> _Task requirements_: Output all of the entries below precisely as written.

>>>>>

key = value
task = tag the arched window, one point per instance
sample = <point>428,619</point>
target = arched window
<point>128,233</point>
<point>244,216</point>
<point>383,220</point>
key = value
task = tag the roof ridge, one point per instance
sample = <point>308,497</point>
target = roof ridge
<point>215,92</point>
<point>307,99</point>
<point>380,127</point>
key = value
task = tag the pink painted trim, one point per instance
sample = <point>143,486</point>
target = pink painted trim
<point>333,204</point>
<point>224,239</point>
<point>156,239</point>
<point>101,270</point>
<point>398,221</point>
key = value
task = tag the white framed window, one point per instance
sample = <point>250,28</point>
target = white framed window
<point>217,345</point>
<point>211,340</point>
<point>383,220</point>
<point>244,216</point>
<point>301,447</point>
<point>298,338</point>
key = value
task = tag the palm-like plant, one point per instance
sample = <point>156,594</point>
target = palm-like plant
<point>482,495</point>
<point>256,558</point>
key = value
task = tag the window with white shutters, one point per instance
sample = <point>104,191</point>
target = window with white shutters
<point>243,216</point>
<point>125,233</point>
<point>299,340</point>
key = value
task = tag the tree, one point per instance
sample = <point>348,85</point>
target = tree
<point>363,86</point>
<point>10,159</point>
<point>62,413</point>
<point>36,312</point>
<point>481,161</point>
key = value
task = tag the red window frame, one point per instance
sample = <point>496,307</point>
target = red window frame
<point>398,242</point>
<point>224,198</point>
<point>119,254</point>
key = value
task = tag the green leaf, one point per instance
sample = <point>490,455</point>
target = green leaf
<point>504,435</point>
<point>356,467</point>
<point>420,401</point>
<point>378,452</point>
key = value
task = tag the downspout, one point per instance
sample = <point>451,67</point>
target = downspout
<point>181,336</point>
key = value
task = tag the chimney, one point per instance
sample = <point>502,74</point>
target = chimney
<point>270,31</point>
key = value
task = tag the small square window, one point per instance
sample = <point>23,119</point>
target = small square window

<<<<<

> _Response for this exercise_:
key = value
task = tag the arched window, one point per instance
sample = <point>428,619</point>
target = arched window
<point>128,233</point>
<point>244,216</point>
<point>383,220</point>
key = value
task = tag the roof ridge, one point per instance
sample = <point>308,497</point>
target = roof ridge
<point>215,92</point>
<point>307,99</point>
<point>380,127</point>
key = value
task = tag the pink painted trim, one point per instance
sample = <point>143,486</point>
target = pink painted trim
<point>333,204</point>
<point>224,239</point>
<point>156,239</point>
<point>101,270</point>
<point>398,221</point>
key = value
task = tag the white framed window, one point per instance
sample = <point>250,28</point>
target = white framed window
<point>217,345</point>
<point>211,340</point>
<point>383,220</point>
<point>244,216</point>
<point>301,447</point>
<point>298,338</point>
key = value
task = tag the palm-like plant, one point per instance
sample = <point>156,594</point>
target = palm-like plant
<point>482,495</point>
<point>256,558</point>
key = value
task = tag the window with white shutters, one point per instance
sample = <point>104,191</point>
target = window with white shutters
<point>243,216</point>
<point>125,233</point>
<point>299,340</point>
key = value
task = tag the tree, one point per instance
sample = <point>348,85</point>
target = tree
<point>363,86</point>
<point>10,159</point>
<point>62,413</point>
<point>36,312</point>
<point>481,161</point>
key = value
task = tag the red window frame, one point per instance
sample = <point>496,307</point>
target = red window frame
<point>398,242</point>
<point>224,198</point>
<point>119,254</point>
key = value
task = tag the green leaf, one point per instance
sample = <point>490,455</point>
target = green leaf
<point>504,435</point>
<point>356,467</point>
<point>420,401</point>
<point>378,452</point>
key = value
task = tag the downspout, one point per instance
sample = <point>451,67</point>
target = downspout
<point>181,336</point>
key = value
task = tag the chimney, one point per instance
sample = <point>502,74</point>
target = chimney
<point>270,31</point>
key = value
task = tag the small square window, one point per instance
sample = <point>23,119</point>
target = small square window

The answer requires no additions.